Work required.
Word for word, repeat each of the records below.

Data shown.
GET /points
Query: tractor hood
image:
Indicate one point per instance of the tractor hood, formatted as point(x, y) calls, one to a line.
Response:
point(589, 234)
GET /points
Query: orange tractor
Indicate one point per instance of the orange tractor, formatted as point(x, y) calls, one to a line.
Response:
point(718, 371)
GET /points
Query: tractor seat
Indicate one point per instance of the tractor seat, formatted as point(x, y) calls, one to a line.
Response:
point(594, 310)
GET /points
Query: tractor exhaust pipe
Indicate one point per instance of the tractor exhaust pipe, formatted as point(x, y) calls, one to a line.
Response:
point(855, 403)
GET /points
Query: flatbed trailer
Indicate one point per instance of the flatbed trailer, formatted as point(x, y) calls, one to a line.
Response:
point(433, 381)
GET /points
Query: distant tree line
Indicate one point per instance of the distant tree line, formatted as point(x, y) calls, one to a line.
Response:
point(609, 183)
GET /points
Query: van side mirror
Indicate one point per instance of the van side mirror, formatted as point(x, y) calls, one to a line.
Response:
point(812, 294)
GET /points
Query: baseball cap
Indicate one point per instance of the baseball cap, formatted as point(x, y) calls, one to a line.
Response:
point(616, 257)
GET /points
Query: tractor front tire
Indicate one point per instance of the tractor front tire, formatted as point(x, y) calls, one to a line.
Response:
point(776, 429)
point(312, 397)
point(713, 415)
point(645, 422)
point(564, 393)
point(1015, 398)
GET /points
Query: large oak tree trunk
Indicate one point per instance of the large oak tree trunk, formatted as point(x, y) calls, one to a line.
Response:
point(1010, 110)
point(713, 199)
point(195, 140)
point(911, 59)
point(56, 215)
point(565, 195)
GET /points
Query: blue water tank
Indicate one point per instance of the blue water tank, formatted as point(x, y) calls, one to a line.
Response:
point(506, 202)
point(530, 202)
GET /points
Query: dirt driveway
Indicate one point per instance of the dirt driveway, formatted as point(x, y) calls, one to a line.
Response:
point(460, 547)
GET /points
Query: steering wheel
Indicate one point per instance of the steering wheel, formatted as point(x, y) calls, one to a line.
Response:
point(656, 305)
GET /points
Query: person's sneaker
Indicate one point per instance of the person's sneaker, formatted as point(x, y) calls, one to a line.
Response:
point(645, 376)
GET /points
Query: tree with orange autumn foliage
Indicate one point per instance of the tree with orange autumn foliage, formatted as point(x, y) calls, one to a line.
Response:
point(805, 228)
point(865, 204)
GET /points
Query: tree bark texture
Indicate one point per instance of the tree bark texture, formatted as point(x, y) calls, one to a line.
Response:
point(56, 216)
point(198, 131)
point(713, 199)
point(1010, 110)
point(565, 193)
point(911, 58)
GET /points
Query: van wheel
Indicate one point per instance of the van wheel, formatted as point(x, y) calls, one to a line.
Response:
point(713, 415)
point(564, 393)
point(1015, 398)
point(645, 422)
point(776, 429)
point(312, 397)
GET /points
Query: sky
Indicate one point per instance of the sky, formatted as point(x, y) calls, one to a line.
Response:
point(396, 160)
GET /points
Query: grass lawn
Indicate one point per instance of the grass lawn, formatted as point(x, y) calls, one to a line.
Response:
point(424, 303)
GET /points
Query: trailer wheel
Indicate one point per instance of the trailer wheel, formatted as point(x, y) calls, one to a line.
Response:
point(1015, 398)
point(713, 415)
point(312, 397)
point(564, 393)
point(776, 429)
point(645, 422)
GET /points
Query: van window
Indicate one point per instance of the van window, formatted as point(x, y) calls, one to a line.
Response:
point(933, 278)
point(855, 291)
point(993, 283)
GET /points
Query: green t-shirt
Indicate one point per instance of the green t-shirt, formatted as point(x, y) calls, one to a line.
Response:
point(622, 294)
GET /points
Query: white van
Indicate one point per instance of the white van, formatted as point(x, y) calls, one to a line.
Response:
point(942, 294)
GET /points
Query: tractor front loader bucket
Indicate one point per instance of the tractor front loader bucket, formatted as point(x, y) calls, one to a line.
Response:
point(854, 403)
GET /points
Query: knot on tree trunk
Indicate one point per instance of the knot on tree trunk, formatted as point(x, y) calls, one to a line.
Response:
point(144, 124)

Answer space.
GET /points
Query: tractor hood
image:
Indicate one point per instance of the tractor hood, formatted as point(x, y) calls, one to a line.
Response:
point(589, 234)
GET /points
Query: orange tractor
Indicate one point per instance of the orange tractor, formatted as point(x, y) calls, one to a line.
Response:
point(718, 371)
GET /points
Query: tractor seat
Indicate one point per instance of the tractor seat, formatted as point(x, y) calls, one to a line.
Response:
point(594, 310)
GET /points
Query: tractor exhaust pipe
Indicate one point per instance of the tractor exhaust pipe, formatted as point(x, y) calls, one to a line.
Response:
point(855, 403)
GET /points
Query: flatbed trailer
Indicate one point per instance of the flatbed trailer, formatted as point(x, y) calls, one to a line.
Response:
point(433, 381)
GET /points
Query: distant tree line
Indicate one point per instance of the distant tree line, formatted as point(x, y) calls, one to a line.
Response:
point(609, 183)
GET /points
Query: van side mirror
Indicate one point per instance of the van side mirror, formatted as point(x, y) calls, one to a line.
Response:
point(812, 294)
GET /points
Query: baseball cap
Indicate one point per instance of the baseball cap, formatted as point(x, y) calls, one to a line.
Response:
point(616, 257)
GET /points
Query: tractor front tire
Indicate one point per instance of the tractor front tire, formatted as point(x, y) calls, one to a line.
Response:
point(776, 429)
point(312, 397)
point(713, 415)
point(645, 422)
point(564, 393)
point(1015, 398)
GET /points
Query: large oak tree trunk
Indicate one point per instance of the large oak tree trunk, formatted as point(x, y) calls, one to a line.
Response:
point(1010, 110)
point(713, 199)
point(195, 140)
point(911, 59)
point(56, 215)
point(565, 195)
GET /points
Query: blue water tank
Indicate one point per instance of the blue water tank, formatted as point(x, y) calls, one to a line.
Response:
point(506, 202)
point(530, 202)
GET /points
Query: dirt driveway
Indicate one point per instance of the dirt driveway, formatted as point(x, y) calls, one to a line.
Response:
point(460, 547)
GET /points
Query: steering wheel
Indicate one point per instance of the steering wheel, formatted as point(x, y) calls, one to a line.
Response:
point(656, 305)
GET /points
Query: person's sneaker
Indicate one point per instance of the person's sneaker, formatted as point(x, y) calls, one to a line.
Response:
point(645, 376)
GET /points
Query: tree with orange autumn foliage
Indicate one point per instance of the tree with orange autumn foliage, formatted as point(x, y) calls, one to a line.
Response:
point(805, 228)
point(865, 204)
GET /points
Query: tree bark texture
Indicate one point per instance of the tree bark texture, formatted as point(x, y) calls, one to a line.
Response:
point(56, 216)
point(198, 131)
point(713, 199)
point(1010, 110)
point(565, 193)
point(911, 58)
GET /points
Query: van wheel
Indicate one point per instance of the van wheel, formatted as point(x, y) calls, one to a line.
Response:
point(713, 415)
point(564, 393)
point(1015, 398)
point(645, 422)
point(776, 429)
point(312, 397)
GET /points
Query: sky
Indicate one point per instance of the sky, formatted as point(x, y) calls, one to a line.
Response:
point(396, 160)
GET /points
Query: grass lawn
Indicate one point per instance of the grass lawn, formatted as point(x, y) calls, one to a line.
Response:
point(424, 303)
GET /points
Query: trailer wheel
Indicate one point per instance of the trailer wheel, formatted as point(x, y) calls, one to a line.
Response:
point(1015, 398)
point(713, 415)
point(312, 397)
point(564, 393)
point(776, 429)
point(645, 422)
GET /points
Query: van window
Indicate one point per instance of the van window, formatted as point(x, y) calls, one to a line.
Response:
point(933, 278)
point(855, 291)
point(993, 283)
GET /points
Query: green t-shirt
Indicate one point per instance of the green t-shirt, formatted as point(x, y) calls, one to a line.
Response:
point(622, 294)
GET /points
Query: white van
Indicate one point per instance of the white van, formatted as point(x, y) calls, one to a line.
Response:
point(942, 294)
GET /points
Query: tractor front loader bucket
Indicate one point per instance of the tractor front loader bucket, formatted as point(x, y) calls, one to a line.
Response:
point(854, 403)
GET /points
Query: knot on tree trunk
Indicate one point per instance of the knot on tree trunk, formatted as point(x, y) calls, one to a line.
Response:
point(144, 124)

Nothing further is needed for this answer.